[Start of Dataset records]

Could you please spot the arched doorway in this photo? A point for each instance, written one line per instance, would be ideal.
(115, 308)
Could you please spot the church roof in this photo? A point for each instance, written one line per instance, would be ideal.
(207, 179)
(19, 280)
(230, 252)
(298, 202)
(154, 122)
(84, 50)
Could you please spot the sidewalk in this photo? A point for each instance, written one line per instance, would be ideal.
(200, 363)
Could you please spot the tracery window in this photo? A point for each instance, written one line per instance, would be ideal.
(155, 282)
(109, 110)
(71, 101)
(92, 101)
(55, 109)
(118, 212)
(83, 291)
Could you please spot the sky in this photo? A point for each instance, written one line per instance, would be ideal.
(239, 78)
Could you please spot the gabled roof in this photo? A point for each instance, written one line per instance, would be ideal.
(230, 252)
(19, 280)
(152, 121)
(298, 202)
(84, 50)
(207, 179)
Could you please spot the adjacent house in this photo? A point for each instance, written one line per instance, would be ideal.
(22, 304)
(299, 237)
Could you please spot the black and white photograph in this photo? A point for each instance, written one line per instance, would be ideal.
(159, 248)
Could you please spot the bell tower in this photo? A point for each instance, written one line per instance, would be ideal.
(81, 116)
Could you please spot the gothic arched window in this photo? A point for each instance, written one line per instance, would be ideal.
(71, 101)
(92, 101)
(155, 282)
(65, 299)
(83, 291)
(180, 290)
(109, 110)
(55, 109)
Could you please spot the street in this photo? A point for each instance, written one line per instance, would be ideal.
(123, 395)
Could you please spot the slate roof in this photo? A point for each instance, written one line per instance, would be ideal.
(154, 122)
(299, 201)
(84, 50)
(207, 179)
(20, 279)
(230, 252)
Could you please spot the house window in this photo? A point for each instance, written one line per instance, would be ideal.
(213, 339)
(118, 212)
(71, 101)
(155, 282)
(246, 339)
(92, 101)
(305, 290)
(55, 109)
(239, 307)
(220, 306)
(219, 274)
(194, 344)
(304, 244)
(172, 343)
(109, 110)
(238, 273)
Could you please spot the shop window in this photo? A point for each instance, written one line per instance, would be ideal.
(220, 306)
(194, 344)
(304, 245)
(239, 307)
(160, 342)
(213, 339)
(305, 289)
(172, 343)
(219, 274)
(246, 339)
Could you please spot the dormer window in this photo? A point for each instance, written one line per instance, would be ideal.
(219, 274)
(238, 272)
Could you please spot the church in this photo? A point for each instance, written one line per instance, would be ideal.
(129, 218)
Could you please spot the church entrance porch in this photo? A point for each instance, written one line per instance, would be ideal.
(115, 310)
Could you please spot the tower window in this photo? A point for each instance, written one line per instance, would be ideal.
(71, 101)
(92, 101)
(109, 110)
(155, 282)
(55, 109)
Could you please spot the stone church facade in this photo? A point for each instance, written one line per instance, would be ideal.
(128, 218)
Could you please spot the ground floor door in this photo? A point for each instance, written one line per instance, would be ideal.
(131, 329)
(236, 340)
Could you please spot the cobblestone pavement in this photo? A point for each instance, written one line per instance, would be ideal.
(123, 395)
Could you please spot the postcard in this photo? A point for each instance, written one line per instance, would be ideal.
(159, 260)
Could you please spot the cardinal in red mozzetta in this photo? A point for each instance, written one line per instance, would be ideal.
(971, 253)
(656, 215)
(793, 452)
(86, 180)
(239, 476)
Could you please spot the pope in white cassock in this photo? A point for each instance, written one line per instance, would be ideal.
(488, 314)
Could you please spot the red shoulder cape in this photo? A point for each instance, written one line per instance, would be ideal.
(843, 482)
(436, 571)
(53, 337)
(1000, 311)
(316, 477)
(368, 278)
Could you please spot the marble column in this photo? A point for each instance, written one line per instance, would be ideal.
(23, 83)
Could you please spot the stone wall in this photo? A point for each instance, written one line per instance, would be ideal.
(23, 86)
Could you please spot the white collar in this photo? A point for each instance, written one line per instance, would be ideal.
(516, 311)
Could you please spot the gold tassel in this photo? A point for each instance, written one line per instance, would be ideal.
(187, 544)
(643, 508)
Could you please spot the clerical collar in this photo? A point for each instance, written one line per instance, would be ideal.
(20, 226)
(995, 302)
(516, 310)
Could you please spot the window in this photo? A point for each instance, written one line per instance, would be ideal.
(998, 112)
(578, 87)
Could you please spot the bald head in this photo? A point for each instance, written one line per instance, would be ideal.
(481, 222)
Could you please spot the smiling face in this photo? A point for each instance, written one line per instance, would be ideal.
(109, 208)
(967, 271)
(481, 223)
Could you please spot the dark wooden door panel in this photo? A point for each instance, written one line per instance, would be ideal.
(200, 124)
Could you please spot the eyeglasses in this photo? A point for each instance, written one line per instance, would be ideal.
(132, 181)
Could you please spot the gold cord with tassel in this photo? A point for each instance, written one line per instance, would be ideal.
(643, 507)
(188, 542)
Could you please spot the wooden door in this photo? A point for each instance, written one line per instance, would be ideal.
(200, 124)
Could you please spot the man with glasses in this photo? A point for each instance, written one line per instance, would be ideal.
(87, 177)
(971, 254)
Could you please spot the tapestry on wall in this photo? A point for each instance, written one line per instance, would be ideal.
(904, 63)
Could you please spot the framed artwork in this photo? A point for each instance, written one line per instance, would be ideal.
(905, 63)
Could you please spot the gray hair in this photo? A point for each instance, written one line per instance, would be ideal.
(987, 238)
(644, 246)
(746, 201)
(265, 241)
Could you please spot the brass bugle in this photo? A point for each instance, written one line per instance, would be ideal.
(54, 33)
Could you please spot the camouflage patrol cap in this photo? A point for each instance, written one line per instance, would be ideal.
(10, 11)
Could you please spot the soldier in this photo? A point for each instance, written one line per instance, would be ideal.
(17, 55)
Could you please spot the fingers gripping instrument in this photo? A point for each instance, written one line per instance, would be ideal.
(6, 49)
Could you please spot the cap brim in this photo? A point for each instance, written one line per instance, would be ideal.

[End of Dataset records]

Goal — Render every line of the records above as a numbered list, omitting any blank lines.

Response to this task —
1. Could you please spot the arched doorway in this photo? A point for each instance, written one line per instance, would be ideal.
2. (115, 308)
3. Could you please spot the church roof in this photo? A point for each instance, written one line per instance, would be ideal.
4. (207, 179)
5. (19, 280)
6. (230, 252)
7. (298, 202)
8. (154, 122)
9. (84, 50)
10. Could you please spot the sidewalk in this photo? A point for each instance, written one line per instance, would be ideal.
11. (200, 363)
12. Could you please spot the tracery window in this photo? A point for each instance, written one line per instance, would be ideal.
13. (155, 282)
14. (109, 110)
15. (71, 101)
16. (92, 101)
17. (55, 109)
18. (118, 212)
19. (83, 291)
20. Could you please spot the sky in this photo? A point for each instance, written one line per instance, would be ideal.
21. (239, 78)
22. Could you please spot the gabled roof in this photo? A point for each instance, written one line per instance, would be ideal.
23. (230, 252)
24. (19, 280)
25. (152, 121)
26. (298, 202)
27. (84, 50)
28. (207, 179)
29. Could you please spot the adjacent house in this photo? A point for each instance, written one line per instance, would be ideal.
30. (22, 304)
31. (299, 237)
32. Could you please spot the black and white photograph in this photo? A point for each instance, written one line per instance, would be ideal.
33. (159, 248)
34. Could you please spot the bell tower in this photo? A point for each instance, written one line per instance, would be ideal.
35. (81, 116)
36. Could you please spot the gothic arched window in this photo? A point for each instance, written one line per instance, would be ideal.
37. (71, 101)
38. (92, 101)
39. (155, 282)
40. (65, 299)
41. (83, 291)
42. (180, 290)
43. (109, 110)
44. (55, 109)
45. Could you please spot the street in this photo? A point for each instance, written one line per instance, would be ideal.
46. (123, 395)
47. Could you please spot the slate roof in this photo? A point for each instance, written one line per instance, would be ideal.
48. (154, 122)
49. (299, 201)
50. (84, 50)
51. (207, 179)
52. (20, 279)
53. (230, 252)
54. Could you please spot the house window in this photo? A point for each instance, written one line per instance, would be ideal.
55. (213, 339)
56. (118, 212)
57. (71, 101)
58. (155, 282)
59. (246, 339)
60. (92, 101)
61. (305, 290)
62. (55, 109)
63. (239, 307)
64. (220, 306)
65. (219, 274)
66. (194, 344)
67. (304, 244)
68. (172, 343)
69. (109, 110)
70. (238, 273)
71. Could you please spot the shop window in this photo? A point for each instance, written one line per instance, would be ideal.
72. (220, 306)
73. (194, 344)
74. (304, 245)
75. (239, 307)
76. (160, 342)
77. (213, 339)
78. (305, 289)
79. (172, 343)
80. (219, 274)
81. (246, 339)
82. Could you please spot the dormer window in this photo? A point for each instance, written one line per instance, would be ideal.
83. (219, 274)
84. (238, 272)
85. Could you please spot the church in this photo? A point for each instance, written one line per instance, would be ideal.
86. (129, 218)
87. Could you please spot the church entrance porch in this photo? A point for each instance, written one line per instance, would be ideal.
88. (115, 310)
89. Could you please spot the tower window in this photo? A point for each instance, written one line per instance, would be ideal.
90. (71, 101)
91. (92, 101)
92. (109, 110)
93. (155, 282)
94. (55, 109)
95. Could you please spot the stone church facade in this photo? A point for each instance, written one line per instance, would be ideal.
96. (128, 218)
97. Could you please spot the ground floor door in this photo? A point for each instance, written one line per instance, would be ideal.
98. (131, 329)
99. (236, 340)
100. Could you please spot the cobblestone pavement in this photo? A point for each instance, written one line per instance, would be ideal.
101. (123, 395)
102. Could you please spot the postcard in this photo? A point for each instance, written one line per instance, would be ideal.
103. (159, 260)
104. Could you please spot the cardinal in red mozzetta in this photo? A point for each instance, written one line per instance, would be ideal.
105. (971, 253)
106. (656, 215)
107. (793, 452)
108. (86, 180)
109. (239, 476)
110. Could you please spot the pope in white cassock in this photo? A point for each instance, written one line per instance, would be ideal.
111. (488, 314)
112. Could you please spot the red shoulder cape in this photo? A point for each instance, written one line per instance, would be ideal.
113. (843, 482)
114. (436, 571)
115. (53, 337)
116. (1000, 311)
117. (316, 477)
118. (368, 278)
119. Could you please spot the marble column in this photo? A point for each instance, written one line per instance, would be ideal.
120. (23, 83)
121. Could you please spot the stone wall in this photo? A point for each instance, written one line per instance, would be ideal.
122. (23, 86)
123. Could you please spot the white collar in this photo? A point for each instance, written one line per instance, would be ideal.
124. (516, 311)
125. Could you please spot the gold tassel in this photo? A point for each instance, written one line per instance, would be ideal.
126. (187, 544)
127. (643, 508)
128. Could you please spot the clerical collar in this photo? A point for each instance, written one line per instance, would be ideal.
129. (20, 226)
130. (995, 302)
131. (516, 310)
132. Could you please spot the window in this photo? A point for each instance, written one line per instance, would be ideal.
133. (998, 112)
134. (578, 87)
135. Could you please spot the bald head in this photo? A point for each instance, written one line per instance, would be ideal.
136. (481, 222)
137. Could you please spot the smiling face in this photo? A point for each instance, written one line per instance, would be ideal.
138. (109, 208)
139. (967, 271)
140. (481, 223)
141. Could you please spot the dark wooden door panel in this photo? A point for each instance, written one line per instance, would be ideal.
142. (200, 124)
143. Could you please spot the eyeglasses in this photo? A point for each instance, written one line per instance, would be ideal.
144. (132, 181)
145. Could you please spot the gold cord with tassel in this photo? A point for each instance, written one line per instance, would be ideal.
146. (643, 507)
147. (188, 542)
148. Could you please spot the wooden door in this photo? A point for each instance, written one line per instance, would be ideal.
149. (200, 124)
150. Could you please spot the man with glasses in this photo? A point for each instance, written one line per instance, would be ideal.
151. (87, 177)
152. (971, 254)
153. Could you please spot the tapestry on wall in this photo? A point for each instance, written one line per instance, would be ideal.
154. (904, 63)
155. Could you please spot the framed artwork in this photo? A point for each instance, written one line per instance, would be ideal.
156. (905, 63)
157. Could you please spot the gray hair in this photo? A point for each instance, written one line per instance, would be ideal.
158. (987, 238)
159. (644, 246)
160. (746, 201)
161. (265, 241)
162. Could you please spot the brass bugle in this photo? A point for each instance, written one line per instance, would be ideal.
163. (54, 33)
164. Could you please spot the camouflage patrol cap in this photo? A point for each instance, written one line per instance, would be ideal.
165. (10, 11)
166. Could you please spot the soldier in this photo? A point for each instance, written one line per instance, would be ideal.
167. (17, 55)
168. Could you please spot the fingers gripping instrument in this photo? A point for each instance, written one line per instance, would be ideal.
169. (6, 49)
170. Could you please spot the cap brim in this photo? A point for each instance, written one line per instance, would be ideal.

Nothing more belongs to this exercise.